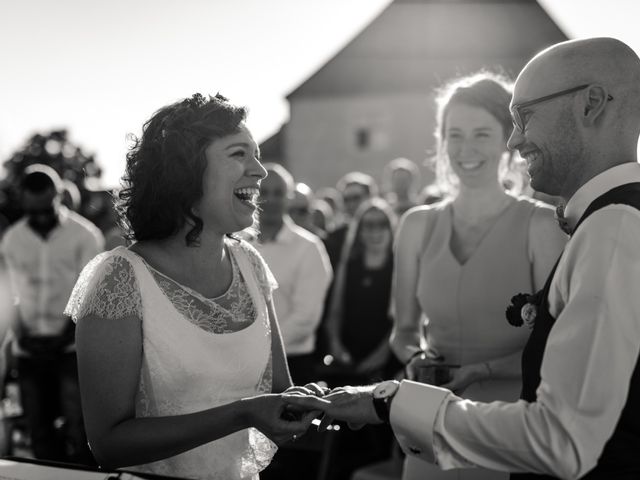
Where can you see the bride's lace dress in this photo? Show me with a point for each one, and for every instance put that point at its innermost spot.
(197, 352)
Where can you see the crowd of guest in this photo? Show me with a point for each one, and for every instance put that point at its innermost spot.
(350, 308)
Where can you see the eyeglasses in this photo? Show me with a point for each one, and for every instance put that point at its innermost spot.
(516, 109)
(371, 225)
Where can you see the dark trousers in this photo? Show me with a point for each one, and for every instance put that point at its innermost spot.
(49, 391)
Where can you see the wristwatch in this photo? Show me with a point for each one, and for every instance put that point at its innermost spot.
(382, 396)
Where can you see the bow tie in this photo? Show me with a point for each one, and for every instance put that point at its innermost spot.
(563, 223)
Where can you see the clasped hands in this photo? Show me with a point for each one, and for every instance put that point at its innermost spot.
(353, 405)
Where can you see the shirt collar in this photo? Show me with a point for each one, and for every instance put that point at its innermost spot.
(286, 233)
(597, 186)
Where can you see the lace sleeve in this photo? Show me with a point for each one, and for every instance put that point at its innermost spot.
(266, 281)
(107, 288)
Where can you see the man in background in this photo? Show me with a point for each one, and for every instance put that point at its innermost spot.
(301, 267)
(45, 251)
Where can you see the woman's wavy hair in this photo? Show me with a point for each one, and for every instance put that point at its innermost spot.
(491, 92)
(165, 167)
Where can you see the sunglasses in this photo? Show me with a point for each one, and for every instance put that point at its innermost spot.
(517, 108)
(371, 225)
(32, 212)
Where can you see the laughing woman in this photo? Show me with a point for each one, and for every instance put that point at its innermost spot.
(178, 345)
(459, 262)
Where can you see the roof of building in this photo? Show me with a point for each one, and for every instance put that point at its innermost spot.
(414, 45)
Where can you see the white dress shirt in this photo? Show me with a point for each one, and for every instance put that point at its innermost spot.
(590, 356)
(301, 266)
(44, 271)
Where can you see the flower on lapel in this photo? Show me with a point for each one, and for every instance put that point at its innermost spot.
(523, 309)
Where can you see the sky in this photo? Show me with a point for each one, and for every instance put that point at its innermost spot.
(100, 69)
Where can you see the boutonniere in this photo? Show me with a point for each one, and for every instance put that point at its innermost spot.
(523, 309)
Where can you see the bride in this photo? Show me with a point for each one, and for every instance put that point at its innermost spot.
(178, 346)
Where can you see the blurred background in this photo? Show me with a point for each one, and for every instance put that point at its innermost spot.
(362, 70)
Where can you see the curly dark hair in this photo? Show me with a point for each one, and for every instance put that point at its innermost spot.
(165, 167)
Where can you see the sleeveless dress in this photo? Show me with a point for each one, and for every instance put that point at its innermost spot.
(464, 305)
(196, 353)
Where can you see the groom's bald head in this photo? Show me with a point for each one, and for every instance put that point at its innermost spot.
(576, 135)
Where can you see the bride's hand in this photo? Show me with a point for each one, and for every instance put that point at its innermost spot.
(418, 362)
(267, 413)
(309, 389)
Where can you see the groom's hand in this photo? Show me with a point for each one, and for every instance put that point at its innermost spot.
(295, 413)
(350, 404)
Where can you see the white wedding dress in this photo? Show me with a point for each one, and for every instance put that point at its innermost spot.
(198, 353)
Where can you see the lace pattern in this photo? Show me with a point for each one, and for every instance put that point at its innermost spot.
(232, 311)
(106, 288)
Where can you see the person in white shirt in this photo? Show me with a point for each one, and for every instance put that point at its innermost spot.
(300, 264)
(576, 112)
(45, 252)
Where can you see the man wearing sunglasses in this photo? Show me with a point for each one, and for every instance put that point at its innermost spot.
(45, 252)
(576, 114)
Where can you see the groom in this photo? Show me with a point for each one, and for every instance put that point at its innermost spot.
(576, 115)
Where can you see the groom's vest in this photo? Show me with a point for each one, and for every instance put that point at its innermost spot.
(620, 458)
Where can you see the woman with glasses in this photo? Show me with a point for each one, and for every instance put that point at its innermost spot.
(359, 322)
(458, 262)
(179, 351)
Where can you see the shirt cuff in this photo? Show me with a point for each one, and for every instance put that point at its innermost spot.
(413, 414)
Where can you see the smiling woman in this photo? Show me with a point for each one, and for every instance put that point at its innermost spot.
(178, 346)
(446, 253)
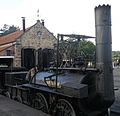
*-*-*
_OBJECTIVE_
Find each line in the records above that contains the word "dark" and copy those lines, treating uppercase and lowercase letters as different.

_THE RESPONSE_
Where can you see the dark trousers in this photo? Show me with a point for each one, and for every instance put that point at its innermost spot.
Where can you see the curly dark hair in this photo? Show me with a point for each one, and for every instance put that point at its innermost spot.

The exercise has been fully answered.